Dataset entries
______________________________

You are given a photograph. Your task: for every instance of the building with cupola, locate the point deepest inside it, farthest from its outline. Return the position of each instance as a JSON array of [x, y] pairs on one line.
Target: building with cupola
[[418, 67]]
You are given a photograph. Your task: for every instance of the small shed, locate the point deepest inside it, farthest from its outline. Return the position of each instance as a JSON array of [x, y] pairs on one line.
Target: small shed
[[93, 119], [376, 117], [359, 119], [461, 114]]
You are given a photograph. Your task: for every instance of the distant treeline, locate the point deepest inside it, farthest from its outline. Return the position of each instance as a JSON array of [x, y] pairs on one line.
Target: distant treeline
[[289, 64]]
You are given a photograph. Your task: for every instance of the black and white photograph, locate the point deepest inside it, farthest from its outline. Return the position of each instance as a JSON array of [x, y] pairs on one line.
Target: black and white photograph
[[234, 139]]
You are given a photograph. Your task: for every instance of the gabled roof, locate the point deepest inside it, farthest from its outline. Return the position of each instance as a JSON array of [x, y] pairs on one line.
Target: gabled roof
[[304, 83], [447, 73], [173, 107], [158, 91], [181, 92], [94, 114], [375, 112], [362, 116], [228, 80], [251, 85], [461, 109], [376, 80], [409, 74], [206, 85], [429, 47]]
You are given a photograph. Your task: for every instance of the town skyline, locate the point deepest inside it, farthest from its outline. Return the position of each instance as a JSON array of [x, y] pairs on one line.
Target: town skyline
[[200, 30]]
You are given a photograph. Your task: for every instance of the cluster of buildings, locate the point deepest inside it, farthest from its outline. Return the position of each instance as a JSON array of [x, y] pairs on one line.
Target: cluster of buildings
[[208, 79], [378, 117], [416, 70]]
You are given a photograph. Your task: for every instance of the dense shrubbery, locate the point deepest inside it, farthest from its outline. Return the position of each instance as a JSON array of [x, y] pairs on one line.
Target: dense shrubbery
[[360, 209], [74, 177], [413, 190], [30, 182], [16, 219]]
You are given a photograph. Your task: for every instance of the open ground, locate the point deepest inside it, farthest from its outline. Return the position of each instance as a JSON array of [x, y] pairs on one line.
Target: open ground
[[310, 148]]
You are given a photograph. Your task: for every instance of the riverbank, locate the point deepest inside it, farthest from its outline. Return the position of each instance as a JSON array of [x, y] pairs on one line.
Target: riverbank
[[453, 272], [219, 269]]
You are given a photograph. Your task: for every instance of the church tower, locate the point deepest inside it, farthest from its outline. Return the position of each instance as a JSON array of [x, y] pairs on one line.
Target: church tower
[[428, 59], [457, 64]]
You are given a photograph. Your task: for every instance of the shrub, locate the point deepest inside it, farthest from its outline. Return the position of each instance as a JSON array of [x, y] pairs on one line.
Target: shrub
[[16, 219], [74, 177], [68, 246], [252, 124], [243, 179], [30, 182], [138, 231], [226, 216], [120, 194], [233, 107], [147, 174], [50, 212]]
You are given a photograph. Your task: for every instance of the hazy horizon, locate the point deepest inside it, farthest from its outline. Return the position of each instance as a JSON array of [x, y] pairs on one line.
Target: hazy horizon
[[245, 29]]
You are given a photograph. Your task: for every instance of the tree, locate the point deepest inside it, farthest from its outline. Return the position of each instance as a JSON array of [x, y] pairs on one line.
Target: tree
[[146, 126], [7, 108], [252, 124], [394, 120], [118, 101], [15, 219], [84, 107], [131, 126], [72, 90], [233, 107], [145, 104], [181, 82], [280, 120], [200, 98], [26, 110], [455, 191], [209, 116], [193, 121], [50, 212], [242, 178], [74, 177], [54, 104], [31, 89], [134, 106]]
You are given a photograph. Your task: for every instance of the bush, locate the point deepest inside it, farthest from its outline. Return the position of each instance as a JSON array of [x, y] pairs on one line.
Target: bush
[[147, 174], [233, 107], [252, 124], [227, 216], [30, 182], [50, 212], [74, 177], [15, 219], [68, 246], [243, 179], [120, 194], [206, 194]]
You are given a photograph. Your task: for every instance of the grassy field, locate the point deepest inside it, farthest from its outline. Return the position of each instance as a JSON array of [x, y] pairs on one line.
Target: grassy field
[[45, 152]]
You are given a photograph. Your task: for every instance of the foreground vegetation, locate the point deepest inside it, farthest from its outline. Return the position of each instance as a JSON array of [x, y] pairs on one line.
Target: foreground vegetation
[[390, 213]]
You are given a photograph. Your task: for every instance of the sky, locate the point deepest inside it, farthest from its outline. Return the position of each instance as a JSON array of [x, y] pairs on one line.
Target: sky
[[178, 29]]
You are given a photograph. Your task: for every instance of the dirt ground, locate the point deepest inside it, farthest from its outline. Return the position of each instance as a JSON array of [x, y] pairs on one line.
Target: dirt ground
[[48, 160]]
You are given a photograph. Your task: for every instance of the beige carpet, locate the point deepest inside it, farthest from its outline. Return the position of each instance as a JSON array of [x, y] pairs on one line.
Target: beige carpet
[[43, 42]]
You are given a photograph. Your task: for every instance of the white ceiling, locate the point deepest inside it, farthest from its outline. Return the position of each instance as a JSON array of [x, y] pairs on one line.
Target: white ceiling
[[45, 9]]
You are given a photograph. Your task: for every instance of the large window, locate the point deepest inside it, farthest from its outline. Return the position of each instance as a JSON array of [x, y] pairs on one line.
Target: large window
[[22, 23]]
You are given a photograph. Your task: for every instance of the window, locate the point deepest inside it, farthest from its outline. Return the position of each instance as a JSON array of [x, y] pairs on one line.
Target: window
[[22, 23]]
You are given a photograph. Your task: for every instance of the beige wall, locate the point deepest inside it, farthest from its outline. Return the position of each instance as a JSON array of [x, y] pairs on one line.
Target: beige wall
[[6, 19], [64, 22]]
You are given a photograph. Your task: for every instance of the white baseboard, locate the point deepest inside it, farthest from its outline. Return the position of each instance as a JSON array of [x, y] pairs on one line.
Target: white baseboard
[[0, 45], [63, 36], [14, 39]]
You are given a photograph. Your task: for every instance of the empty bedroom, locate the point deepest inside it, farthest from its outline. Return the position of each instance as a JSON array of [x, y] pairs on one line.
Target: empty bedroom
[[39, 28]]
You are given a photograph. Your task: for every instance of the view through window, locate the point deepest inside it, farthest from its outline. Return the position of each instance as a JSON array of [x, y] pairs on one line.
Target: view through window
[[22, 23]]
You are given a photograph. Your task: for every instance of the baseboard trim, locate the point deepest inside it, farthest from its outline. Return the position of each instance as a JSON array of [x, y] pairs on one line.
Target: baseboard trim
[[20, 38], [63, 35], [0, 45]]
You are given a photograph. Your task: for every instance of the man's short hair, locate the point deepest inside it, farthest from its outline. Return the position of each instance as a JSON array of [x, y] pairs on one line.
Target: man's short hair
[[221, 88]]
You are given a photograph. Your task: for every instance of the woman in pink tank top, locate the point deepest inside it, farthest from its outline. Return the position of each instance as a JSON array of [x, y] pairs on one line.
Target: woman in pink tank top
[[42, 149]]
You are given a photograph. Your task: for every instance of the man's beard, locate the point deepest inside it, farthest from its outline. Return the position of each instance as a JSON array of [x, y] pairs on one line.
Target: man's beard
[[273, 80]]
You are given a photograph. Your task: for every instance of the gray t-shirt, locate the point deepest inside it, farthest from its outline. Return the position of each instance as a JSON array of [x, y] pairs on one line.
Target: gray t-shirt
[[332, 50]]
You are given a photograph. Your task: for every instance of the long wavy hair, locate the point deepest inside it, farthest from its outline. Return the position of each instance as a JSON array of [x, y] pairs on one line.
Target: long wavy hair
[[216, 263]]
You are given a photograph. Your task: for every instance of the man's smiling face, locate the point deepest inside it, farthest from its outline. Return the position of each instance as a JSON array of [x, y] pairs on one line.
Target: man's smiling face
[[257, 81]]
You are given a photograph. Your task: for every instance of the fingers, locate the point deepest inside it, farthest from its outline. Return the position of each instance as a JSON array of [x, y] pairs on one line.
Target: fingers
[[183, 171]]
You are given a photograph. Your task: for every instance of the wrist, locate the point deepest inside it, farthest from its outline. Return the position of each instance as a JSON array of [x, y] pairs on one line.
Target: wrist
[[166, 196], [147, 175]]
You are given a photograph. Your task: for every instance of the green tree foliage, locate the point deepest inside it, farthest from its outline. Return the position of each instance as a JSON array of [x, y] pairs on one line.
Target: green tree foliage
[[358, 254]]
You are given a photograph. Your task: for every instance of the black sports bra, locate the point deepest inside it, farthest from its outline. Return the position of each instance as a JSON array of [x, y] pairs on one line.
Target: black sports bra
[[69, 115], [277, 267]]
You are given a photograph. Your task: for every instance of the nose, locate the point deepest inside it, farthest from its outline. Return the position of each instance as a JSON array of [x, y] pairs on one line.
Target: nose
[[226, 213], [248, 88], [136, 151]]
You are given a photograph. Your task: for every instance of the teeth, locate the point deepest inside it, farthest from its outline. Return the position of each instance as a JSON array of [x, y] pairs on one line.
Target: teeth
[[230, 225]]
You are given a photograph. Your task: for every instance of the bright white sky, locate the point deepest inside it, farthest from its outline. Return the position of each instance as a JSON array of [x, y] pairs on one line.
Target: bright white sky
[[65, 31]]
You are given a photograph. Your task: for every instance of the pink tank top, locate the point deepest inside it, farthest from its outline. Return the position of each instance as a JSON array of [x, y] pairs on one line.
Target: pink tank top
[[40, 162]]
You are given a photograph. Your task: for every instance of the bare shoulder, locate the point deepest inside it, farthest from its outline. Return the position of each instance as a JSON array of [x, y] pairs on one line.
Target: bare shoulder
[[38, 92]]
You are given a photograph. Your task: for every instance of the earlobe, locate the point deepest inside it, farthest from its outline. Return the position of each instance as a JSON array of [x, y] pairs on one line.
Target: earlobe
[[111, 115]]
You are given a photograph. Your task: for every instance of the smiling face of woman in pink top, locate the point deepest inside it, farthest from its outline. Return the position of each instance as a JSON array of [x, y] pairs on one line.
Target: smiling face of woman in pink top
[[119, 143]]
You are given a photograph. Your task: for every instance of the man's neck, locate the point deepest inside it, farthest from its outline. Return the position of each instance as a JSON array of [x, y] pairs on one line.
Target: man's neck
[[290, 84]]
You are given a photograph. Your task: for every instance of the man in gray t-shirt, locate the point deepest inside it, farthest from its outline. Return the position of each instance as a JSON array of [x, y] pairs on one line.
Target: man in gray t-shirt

______________________________

Print exactly the lines from the beginning of the entries through the line with "of the small". Output nothing more.

You are given a photograph. Your task: for every instance of the building with cupola, locate the point deepest inside it, farthest from its outline. Return the position of each instance as a JSON array of [x, y] pairs on one line.
Target: building with cupola
[[418, 67]]
You are given a photograph. Your task: for every instance of the small shed, locate the point deepest inside it, farthest from its outline. Return the position of each instance as a JSON array of [x, y] pairs on one line.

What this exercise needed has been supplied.